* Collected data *

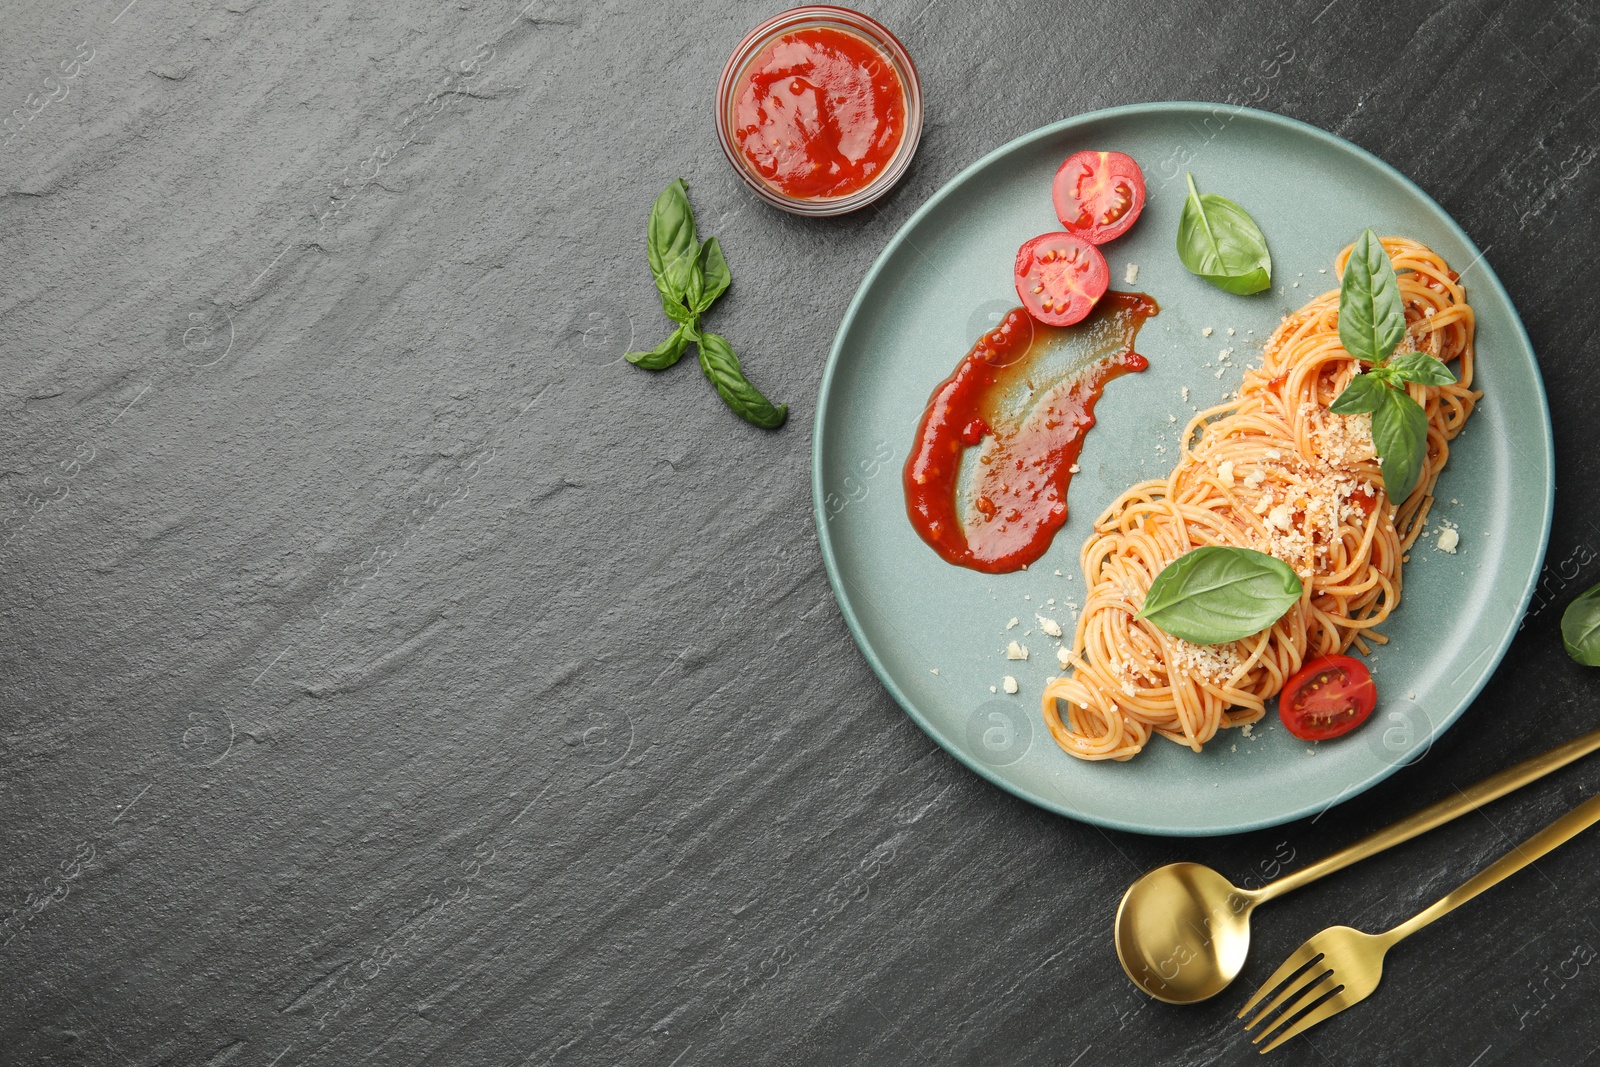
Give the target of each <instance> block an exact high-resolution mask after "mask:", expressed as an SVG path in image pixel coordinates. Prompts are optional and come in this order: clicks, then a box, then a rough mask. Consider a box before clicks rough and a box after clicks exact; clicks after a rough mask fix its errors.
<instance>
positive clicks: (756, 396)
mask: <svg viewBox="0 0 1600 1067" xmlns="http://www.w3.org/2000/svg"><path fill="white" fill-rule="evenodd" d="M699 358H701V371H704V374H706V378H709V379H710V384H712V386H715V387H717V394H718V395H720V397H722V398H723V403H726V405H728V406H730V408H733V413H734V414H738V416H739V418H741V419H744V421H746V422H752V424H755V426H760V427H762V429H766V430H776V429H778V427H779V426H782V424H784V419H787V418H789V405H786V403H782V405H778V406H773V402H771V400H768V398H766V397H763V395H762V392H760V390H758V389H757V387H755V386H752V384H750V379H747V378H746V376H744V370H742V368H741V366H739V357H738V355H734V354H733V346H730V344H728V341H726V339H725V338H722V336H720V334H715V333H710V331H707V333H702V334H701V342H699Z"/></svg>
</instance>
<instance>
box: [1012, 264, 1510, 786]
mask: <svg viewBox="0 0 1600 1067" xmlns="http://www.w3.org/2000/svg"><path fill="white" fill-rule="evenodd" d="M1382 245H1384V250H1386V251H1387V253H1389V254H1390V258H1392V261H1394V266H1395V270H1397V274H1398V282H1400V294H1402V299H1403V302H1405V315H1406V336H1405V339H1403V341H1402V342H1400V349H1398V350H1411V349H1414V350H1421V352H1427V354H1430V355H1434V357H1437V358H1440V360H1443V362H1446V363H1451V362H1459V363H1458V368H1456V376H1458V381H1456V382H1454V384H1451V386H1421V384H1408V386H1405V387H1406V389H1408V390H1410V395H1411V398H1413V400H1416V402H1418V403H1421V405H1422V408H1424V411H1426V413H1427V459H1426V461H1424V467H1422V472H1421V477H1419V478H1418V483H1416V488H1414V490H1413V491H1411V496H1408V498H1406V499H1405V501H1402V502H1400V504H1398V506H1395V504H1394V502H1390V501H1389V499H1387V496H1386V494H1384V488H1382V478H1381V474H1379V464H1378V459H1376V458H1374V453H1373V442H1371V418H1370V416H1366V414H1355V416H1342V414H1333V413H1330V411H1328V405H1330V403H1333V400H1334V398H1336V397H1338V395H1339V394H1341V392H1342V390H1344V387H1346V386H1347V384H1349V382H1350V378H1354V376H1355V374H1357V373H1360V370H1362V368H1360V366H1358V365H1357V362H1355V360H1354V358H1352V357H1350V355H1349V352H1346V350H1344V347H1342V346H1341V344H1339V293H1338V290H1334V291H1330V293H1325V294H1322V296H1318V298H1317V299H1314V301H1310V302H1309V304H1306V306H1304V307H1301V309H1299V310H1298V312H1294V314H1291V315H1288V317H1286V318H1285V320H1283V322H1282V323H1280V325H1278V328H1277V330H1275V331H1274V334H1272V338H1270V339H1269V341H1267V344H1266V350H1264V355H1262V365H1261V366H1259V368H1251V370H1246V371H1245V381H1243V386H1242V387H1240V390H1238V392H1237V394H1235V395H1234V398H1232V400H1229V402H1227V403H1224V405H1219V406H1216V408H1210V410H1206V411H1202V413H1198V414H1197V416H1195V418H1194V419H1192V421H1190V422H1189V426H1187V427H1186V430H1184V437H1182V442H1184V450H1182V458H1181V459H1179V462H1178V466H1176V469H1174V470H1173V472H1171V475H1170V477H1168V478H1165V480H1154V482H1142V483H1139V485H1134V486H1131V488H1130V490H1128V491H1125V493H1123V494H1122V496H1120V498H1117V501H1115V502H1114V504H1112V506H1110V507H1109V509H1106V512H1104V514H1102V515H1101V517H1099V518H1098V520H1096V522H1094V533H1093V534H1091V536H1090V539H1088V542H1086V544H1085V545H1083V555H1082V565H1083V576H1085V577H1086V579H1088V598H1086V601H1085V605H1083V611H1082V614H1080V616H1078V621H1077V630H1075V633H1074V637H1072V649H1070V653H1069V656H1067V662H1069V664H1070V673H1067V675H1066V677H1059V678H1054V680H1051V681H1050V683H1048V685H1046V686H1045V694H1043V713H1045V723H1046V725H1048V726H1050V733H1051V734H1053V736H1054V739H1056V744H1059V745H1061V747H1062V749H1066V750H1067V752H1069V753H1072V755H1075V757H1080V758H1083V760H1128V758H1131V757H1133V755H1136V753H1138V752H1139V750H1141V749H1142V747H1144V744H1146V742H1147V741H1149V739H1150V734H1152V733H1155V734H1162V736H1163V737H1168V739H1170V741H1176V742H1178V744H1184V745H1187V747H1190V749H1194V750H1195V752H1198V750H1200V747H1202V745H1203V744H1205V742H1208V741H1211V737H1214V736H1216V731H1218V729H1221V728H1224V726H1243V725H1246V723H1253V721H1256V720H1259V718H1261V717H1262V715H1264V713H1266V702H1267V701H1269V699H1272V697H1274V696H1277V693H1278V691H1280V689H1282V688H1283V683H1285V680H1286V678H1290V675H1293V673H1294V672H1296V670H1299V667H1301V664H1304V662H1306V661H1309V659H1314V657H1317V656H1323V654H1330V653H1342V651H1346V649H1347V648H1349V646H1350V645H1352V643H1354V645H1358V646H1360V649H1362V651H1363V653H1365V651H1370V645H1368V643H1384V641H1386V640H1387V638H1384V637H1382V635H1381V633H1378V632H1376V630H1374V627H1378V625H1379V624H1382V621H1384V619H1387V617H1389V614H1390V613H1392V611H1394V609H1395V606H1397V605H1398V603H1400V563H1402V560H1403V558H1405V553H1406V550H1408V549H1410V547H1411V544H1413V542H1414V541H1416V537H1418V536H1419V534H1421V531H1422V525H1424V522H1426V518H1427V510H1429V507H1430V506H1432V499H1434V496H1432V494H1434V483H1435V482H1437V478H1438V472H1440V470H1442V469H1443V466H1445V461H1446V459H1448V458H1450V442H1451V440H1453V438H1454V437H1456V434H1459V432H1461V429H1462V427H1464V426H1466V419H1467V416H1469V414H1470V413H1472V406H1474V403H1475V402H1477V400H1478V397H1480V395H1482V394H1478V392H1474V390H1472V331H1474V322H1472V309H1470V307H1469V306H1467V301H1466V293H1464V290H1462V286H1461V285H1459V278H1458V275H1456V274H1454V272H1453V270H1451V269H1450V267H1448V266H1446V264H1445V261H1443V259H1440V258H1438V256H1437V254H1435V253H1434V251H1430V250H1429V248H1426V246H1422V245H1419V243H1418V242H1413V240H1406V238H1400V237H1386V238H1382ZM1349 256H1350V248H1346V250H1344V251H1342V253H1339V256H1338V258H1336V261H1334V269H1336V270H1338V272H1339V274H1341V275H1342V274H1344V264H1346V261H1347V259H1349ZM1208 544H1226V545H1237V547H1245V549H1256V550H1259V552H1267V553H1269V555H1274V557H1277V558H1280V560H1283V561H1285V563H1288V565H1290V566H1293V568H1294V571H1296V573H1298V574H1299V576H1301V582H1302V587H1304V590H1302V593H1301V600H1299V601H1298V603H1296V605H1294V606H1293V608H1290V609H1288V613H1286V614H1285V616H1283V617H1282V619H1278V621H1277V622H1275V624H1274V625H1272V627H1269V629H1266V630H1262V632H1261V633H1256V635H1253V637H1248V638H1245V640H1240V641H1234V643H1229V645H1211V646H1198V645H1190V643H1189V641H1184V640H1179V638H1176V637H1171V635H1168V633H1165V632H1162V630H1160V629H1157V627H1155V625H1154V624H1152V622H1149V621H1138V619H1134V614H1136V613H1138V611H1139V608H1141V606H1142V605H1144V597H1146V593H1147V592H1149V589H1150V582H1152V581H1154V579H1155V576H1157V574H1160V573H1162V569H1163V568H1165V566H1166V565H1168V563H1171V561H1173V560H1176V558H1178V557H1181V555H1184V553H1186V552H1189V550H1190V549H1197V547H1200V545H1208ZM1062 709H1064V712H1066V715H1064V717H1062Z"/></svg>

* Exercise description *
With no other words, report how many lines in the entries hold the string "clicks".

* Exercise solution *
2